| Problem details |
Could you write out the records below exactly as they appear?

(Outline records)
------------------------------------

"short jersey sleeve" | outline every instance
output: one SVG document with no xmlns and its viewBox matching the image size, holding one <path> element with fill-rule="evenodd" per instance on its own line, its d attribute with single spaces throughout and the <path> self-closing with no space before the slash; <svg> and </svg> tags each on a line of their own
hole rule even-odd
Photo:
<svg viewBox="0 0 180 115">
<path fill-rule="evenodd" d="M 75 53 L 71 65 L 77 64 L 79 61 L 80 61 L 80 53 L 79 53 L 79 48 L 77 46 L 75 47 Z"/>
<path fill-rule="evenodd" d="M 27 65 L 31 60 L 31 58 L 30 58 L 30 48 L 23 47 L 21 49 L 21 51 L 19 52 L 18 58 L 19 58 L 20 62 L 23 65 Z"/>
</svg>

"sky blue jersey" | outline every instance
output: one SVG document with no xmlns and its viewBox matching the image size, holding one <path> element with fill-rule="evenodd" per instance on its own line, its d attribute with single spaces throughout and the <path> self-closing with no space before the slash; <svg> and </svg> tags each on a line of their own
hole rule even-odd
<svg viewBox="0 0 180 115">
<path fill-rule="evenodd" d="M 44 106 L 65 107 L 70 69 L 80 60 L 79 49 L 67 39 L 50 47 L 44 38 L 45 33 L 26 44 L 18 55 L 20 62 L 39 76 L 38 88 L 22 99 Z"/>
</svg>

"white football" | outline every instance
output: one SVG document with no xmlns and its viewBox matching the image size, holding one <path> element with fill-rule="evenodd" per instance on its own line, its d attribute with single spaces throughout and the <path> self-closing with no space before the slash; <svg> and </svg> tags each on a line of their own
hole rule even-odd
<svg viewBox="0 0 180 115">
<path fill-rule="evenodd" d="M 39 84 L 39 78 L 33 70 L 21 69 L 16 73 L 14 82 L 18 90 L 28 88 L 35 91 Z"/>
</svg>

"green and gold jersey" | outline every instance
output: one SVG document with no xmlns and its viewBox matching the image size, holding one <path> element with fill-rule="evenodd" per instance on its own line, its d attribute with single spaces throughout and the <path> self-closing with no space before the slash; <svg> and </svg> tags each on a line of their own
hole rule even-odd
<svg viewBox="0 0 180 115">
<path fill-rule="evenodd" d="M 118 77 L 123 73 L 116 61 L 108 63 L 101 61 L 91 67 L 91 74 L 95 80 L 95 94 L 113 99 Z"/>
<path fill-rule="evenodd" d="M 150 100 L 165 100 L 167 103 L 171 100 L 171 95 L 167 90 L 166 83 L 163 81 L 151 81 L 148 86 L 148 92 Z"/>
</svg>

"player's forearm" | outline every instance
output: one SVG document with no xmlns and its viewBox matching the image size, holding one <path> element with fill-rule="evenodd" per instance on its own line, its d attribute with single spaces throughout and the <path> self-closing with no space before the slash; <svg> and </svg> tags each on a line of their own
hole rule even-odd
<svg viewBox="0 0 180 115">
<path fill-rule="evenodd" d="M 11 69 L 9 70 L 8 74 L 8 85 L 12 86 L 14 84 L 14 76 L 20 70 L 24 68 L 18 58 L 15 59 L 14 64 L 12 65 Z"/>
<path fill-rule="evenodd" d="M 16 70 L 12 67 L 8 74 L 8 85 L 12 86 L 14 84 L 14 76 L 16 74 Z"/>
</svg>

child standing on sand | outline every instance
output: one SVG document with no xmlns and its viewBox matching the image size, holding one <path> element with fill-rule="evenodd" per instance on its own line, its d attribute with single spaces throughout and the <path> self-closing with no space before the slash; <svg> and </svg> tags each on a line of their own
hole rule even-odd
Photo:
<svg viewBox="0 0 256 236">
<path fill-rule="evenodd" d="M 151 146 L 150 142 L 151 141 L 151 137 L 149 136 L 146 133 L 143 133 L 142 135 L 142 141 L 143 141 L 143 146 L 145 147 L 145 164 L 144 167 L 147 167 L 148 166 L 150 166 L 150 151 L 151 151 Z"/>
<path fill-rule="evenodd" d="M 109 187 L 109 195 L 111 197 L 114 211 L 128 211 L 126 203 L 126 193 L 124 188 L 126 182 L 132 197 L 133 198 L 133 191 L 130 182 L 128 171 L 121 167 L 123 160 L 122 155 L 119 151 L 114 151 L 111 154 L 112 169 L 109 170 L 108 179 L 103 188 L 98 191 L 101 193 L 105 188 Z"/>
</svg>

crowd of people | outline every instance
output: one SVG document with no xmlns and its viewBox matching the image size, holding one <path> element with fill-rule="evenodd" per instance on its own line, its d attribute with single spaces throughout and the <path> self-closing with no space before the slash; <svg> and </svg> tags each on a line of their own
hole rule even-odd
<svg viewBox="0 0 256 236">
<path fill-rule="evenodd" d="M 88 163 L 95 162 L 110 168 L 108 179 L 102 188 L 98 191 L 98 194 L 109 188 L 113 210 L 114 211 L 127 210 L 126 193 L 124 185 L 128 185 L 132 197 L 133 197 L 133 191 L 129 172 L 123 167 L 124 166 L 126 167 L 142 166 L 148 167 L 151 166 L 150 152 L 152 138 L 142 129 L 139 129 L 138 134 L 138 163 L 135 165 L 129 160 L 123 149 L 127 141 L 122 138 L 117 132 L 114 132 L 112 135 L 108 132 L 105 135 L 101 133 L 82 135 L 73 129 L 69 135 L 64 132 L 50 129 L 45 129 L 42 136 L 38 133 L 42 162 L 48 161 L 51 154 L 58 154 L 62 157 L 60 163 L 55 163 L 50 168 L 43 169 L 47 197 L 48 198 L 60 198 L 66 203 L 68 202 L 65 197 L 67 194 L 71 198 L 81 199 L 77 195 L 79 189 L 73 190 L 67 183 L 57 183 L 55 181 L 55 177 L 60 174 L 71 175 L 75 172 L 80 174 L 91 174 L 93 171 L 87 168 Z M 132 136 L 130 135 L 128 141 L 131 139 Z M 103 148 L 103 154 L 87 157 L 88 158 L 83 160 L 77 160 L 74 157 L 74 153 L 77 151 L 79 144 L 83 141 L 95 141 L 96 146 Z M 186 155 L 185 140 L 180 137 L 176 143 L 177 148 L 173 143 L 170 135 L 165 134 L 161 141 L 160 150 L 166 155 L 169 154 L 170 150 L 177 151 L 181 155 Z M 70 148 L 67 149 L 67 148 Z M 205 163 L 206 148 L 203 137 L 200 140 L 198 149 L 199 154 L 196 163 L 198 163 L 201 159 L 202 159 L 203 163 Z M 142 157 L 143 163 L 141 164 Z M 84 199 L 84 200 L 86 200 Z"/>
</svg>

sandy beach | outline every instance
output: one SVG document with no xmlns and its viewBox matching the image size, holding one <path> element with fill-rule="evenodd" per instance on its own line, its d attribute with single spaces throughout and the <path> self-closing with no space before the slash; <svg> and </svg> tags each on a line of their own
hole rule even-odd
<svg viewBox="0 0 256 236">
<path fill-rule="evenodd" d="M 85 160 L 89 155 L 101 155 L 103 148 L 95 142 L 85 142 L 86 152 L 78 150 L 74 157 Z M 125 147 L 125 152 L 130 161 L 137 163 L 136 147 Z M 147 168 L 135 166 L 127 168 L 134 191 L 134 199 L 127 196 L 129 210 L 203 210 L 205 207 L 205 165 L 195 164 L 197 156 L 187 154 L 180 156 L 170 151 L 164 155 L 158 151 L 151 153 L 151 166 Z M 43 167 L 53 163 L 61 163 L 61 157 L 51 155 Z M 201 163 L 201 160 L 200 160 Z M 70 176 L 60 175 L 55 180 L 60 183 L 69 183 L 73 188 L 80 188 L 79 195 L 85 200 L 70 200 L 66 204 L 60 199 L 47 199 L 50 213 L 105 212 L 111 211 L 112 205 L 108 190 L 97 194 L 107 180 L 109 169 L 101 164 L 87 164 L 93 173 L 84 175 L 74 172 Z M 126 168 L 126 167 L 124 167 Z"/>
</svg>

------------------------------------

| Solved problem |
"short jersey sleeve" | outline every instance
output: one SVG document with no xmlns and its viewBox matching the image size, holding one <path> element with fill-rule="evenodd" per instance on its own line, its d attribute with single spaces throughout and the <path> self-closing with no space before the slash; <svg> and </svg> tags each on a line of their own
hole rule even-odd
Photo:
<svg viewBox="0 0 180 115">
<path fill-rule="evenodd" d="M 75 53 L 71 65 L 77 64 L 79 61 L 80 61 L 80 53 L 79 53 L 79 48 L 77 46 L 75 47 Z"/>
<path fill-rule="evenodd" d="M 27 65 L 31 60 L 31 58 L 30 58 L 30 48 L 23 47 L 21 49 L 21 51 L 19 52 L 18 58 L 19 58 L 20 62 L 23 65 Z"/>
</svg>

"sky blue jersey" | outline every instance
output: one SVG document with no xmlns and its viewBox matching the image size, holding one <path> element with fill-rule="evenodd" per instance on its own line, its d attribute with single spaces throughout and the <path> self-closing with no space before the slash; <svg> and </svg> tags each on a line of their own
hole rule even-odd
<svg viewBox="0 0 180 115">
<path fill-rule="evenodd" d="M 44 106 L 65 107 L 70 69 L 80 60 L 79 49 L 67 39 L 50 47 L 44 38 L 45 33 L 26 44 L 18 55 L 20 62 L 39 76 L 38 88 L 22 99 Z"/>
</svg>

"white football" | outline every instance
output: one SVG document with no xmlns and its viewBox matching the image size, holding one <path> element with fill-rule="evenodd" per instance on its own line, its d attribute with single spaces throughout and the <path> self-closing with no space before the slash; <svg> and </svg> tags each on a line of their own
hole rule even-odd
<svg viewBox="0 0 180 115">
<path fill-rule="evenodd" d="M 39 84 L 39 78 L 33 70 L 21 69 L 16 73 L 14 82 L 18 90 L 28 88 L 35 91 Z"/>
</svg>

"green and gold jersey" | outline every instance
output: one SVG document with no xmlns and its viewBox matching the image size, holding one <path> element with fill-rule="evenodd" per instance on its own line, its d attribute with single spaces throughout and the <path> self-closing with no space before the slash; <svg> and </svg> tags each on a line of their own
hole rule even-odd
<svg viewBox="0 0 180 115">
<path fill-rule="evenodd" d="M 118 77 L 123 73 L 116 61 L 108 63 L 101 61 L 91 67 L 91 74 L 95 80 L 95 94 L 113 99 Z"/>
<path fill-rule="evenodd" d="M 150 100 L 165 100 L 167 103 L 171 100 L 171 95 L 167 90 L 166 83 L 163 81 L 151 81 L 148 86 L 148 92 Z"/>
</svg>

"player's forearm" | outline every instance
output: one SVG document with no xmlns and its viewBox matching the image size, holding one <path> element with fill-rule="evenodd" per instance on its own line, its d attribute with single spaces throughout and the <path> self-closing with no space before the slash; <svg> and </svg> tags each on a line of their own
hole rule even-odd
<svg viewBox="0 0 180 115">
<path fill-rule="evenodd" d="M 11 69 L 9 70 L 8 74 L 8 85 L 12 86 L 14 84 L 14 76 L 20 70 L 24 68 L 18 58 L 15 59 L 14 64 L 12 65 Z"/>
<path fill-rule="evenodd" d="M 16 70 L 12 67 L 8 74 L 8 85 L 12 86 L 14 84 L 14 76 L 16 74 Z"/>
</svg>

child standing on sand | outline every instance
output: one SVG document with no xmlns and its viewBox matching the image size, holding one <path> element with fill-rule="evenodd" per instance on its own line, its d attribute with single spaces throughout and the <path> self-closing with no space before the slash; <svg> and </svg> tags each on a line of their own
hole rule even-odd
Photo:
<svg viewBox="0 0 256 236">
<path fill-rule="evenodd" d="M 151 146 L 150 142 L 151 141 L 151 137 L 149 136 L 146 133 L 143 133 L 142 135 L 142 141 L 143 141 L 143 146 L 145 147 L 145 164 L 144 167 L 147 167 L 148 166 L 150 166 L 150 151 L 151 151 Z"/>
<path fill-rule="evenodd" d="M 109 187 L 109 195 L 111 197 L 114 211 L 128 211 L 126 203 L 126 193 L 124 188 L 126 182 L 132 197 L 133 198 L 133 191 L 130 182 L 128 171 L 121 167 L 123 160 L 122 155 L 119 151 L 114 151 L 111 154 L 112 169 L 109 170 L 108 179 L 103 188 L 98 191 L 101 193 L 105 188 Z"/>
</svg>

crowd of people | outline every instance
output: one SVG document with no xmlns and its viewBox matching the image size, holding one <path> element with fill-rule="evenodd" per instance on its own line, its d attribute with single spaces throughout and the <path> self-closing with no space before the slash; <svg> and </svg> tags each on a line of their own
hole rule even-odd
<svg viewBox="0 0 256 236">
<path fill-rule="evenodd" d="M 88 163 L 95 162 L 110 168 L 108 179 L 102 188 L 98 191 L 98 194 L 109 188 L 113 210 L 114 211 L 127 210 L 126 193 L 124 185 L 128 185 L 132 197 L 133 197 L 133 191 L 129 172 L 123 167 L 124 166 L 126 167 L 142 166 L 148 167 L 151 166 L 150 152 L 152 138 L 142 129 L 139 129 L 138 134 L 138 163 L 135 165 L 129 160 L 123 149 L 127 141 L 122 138 L 117 132 L 114 132 L 112 135 L 108 132 L 105 135 L 101 133 L 82 135 L 73 129 L 69 135 L 64 132 L 50 129 L 45 129 L 42 136 L 38 133 L 42 162 L 48 161 L 51 154 L 58 154 L 62 157 L 60 163 L 55 163 L 50 168 L 43 169 L 47 197 L 48 198 L 60 198 L 66 203 L 68 202 L 65 197 L 67 194 L 71 198 L 81 199 L 77 195 L 79 189 L 73 190 L 67 183 L 57 183 L 55 181 L 55 177 L 60 174 L 71 175 L 75 172 L 80 174 L 91 174 L 93 171 L 87 168 Z M 132 136 L 130 135 L 128 141 L 131 139 Z M 103 148 L 103 154 L 87 157 L 88 158 L 83 160 L 77 160 L 74 157 L 74 153 L 77 151 L 79 144 L 83 141 L 95 141 L 96 146 Z M 186 155 L 185 140 L 180 137 L 176 143 L 177 148 L 173 143 L 170 135 L 165 134 L 161 141 L 160 150 L 166 155 L 169 154 L 170 150 L 177 151 L 181 155 Z M 70 148 L 67 149 L 67 148 Z M 205 163 L 206 148 L 203 137 L 200 140 L 198 149 L 199 154 L 196 163 L 198 163 L 201 159 L 202 159 L 203 163 Z M 142 157 L 143 163 L 141 164 Z M 84 199 L 84 200 L 86 200 Z"/>
</svg>

sandy beach | outline every instance
output: one SVG document with no xmlns and its viewBox matching the image size, holding one <path> element with fill-rule="evenodd" per instance on its own line, its d attribute with single spaces throughout and the <path> self-closing with no space before the slash; <svg> and </svg> tags each on a line of their own
hole rule even-odd
<svg viewBox="0 0 256 236">
<path fill-rule="evenodd" d="M 85 160 L 89 155 L 101 155 L 103 148 L 95 142 L 85 142 L 86 152 L 78 150 L 74 157 Z M 125 147 L 125 152 L 130 161 L 137 163 L 136 147 Z M 147 168 L 135 166 L 127 168 L 134 191 L 134 199 L 127 196 L 129 210 L 203 210 L 205 207 L 205 165 L 195 164 L 197 156 L 187 154 L 180 156 L 170 151 L 164 155 L 158 151 L 151 153 L 151 166 Z M 43 167 L 53 163 L 61 163 L 61 157 L 51 155 Z M 201 163 L 201 160 L 200 160 Z M 70 176 L 60 175 L 55 180 L 60 183 L 69 183 L 73 188 L 80 188 L 79 195 L 85 200 L 70 200 L 66 204 L 60 199 L 47 199 L 50 213 L 105 212 L 111 211 L 112 205 L 108 190 L 97 194 L 107 180 L 109 169 L 101 164 L 87 164 L 93 173 L 84 175 L 74 172 Z M 126 168 L 126 167 L 124 167 Z"/>
</svg>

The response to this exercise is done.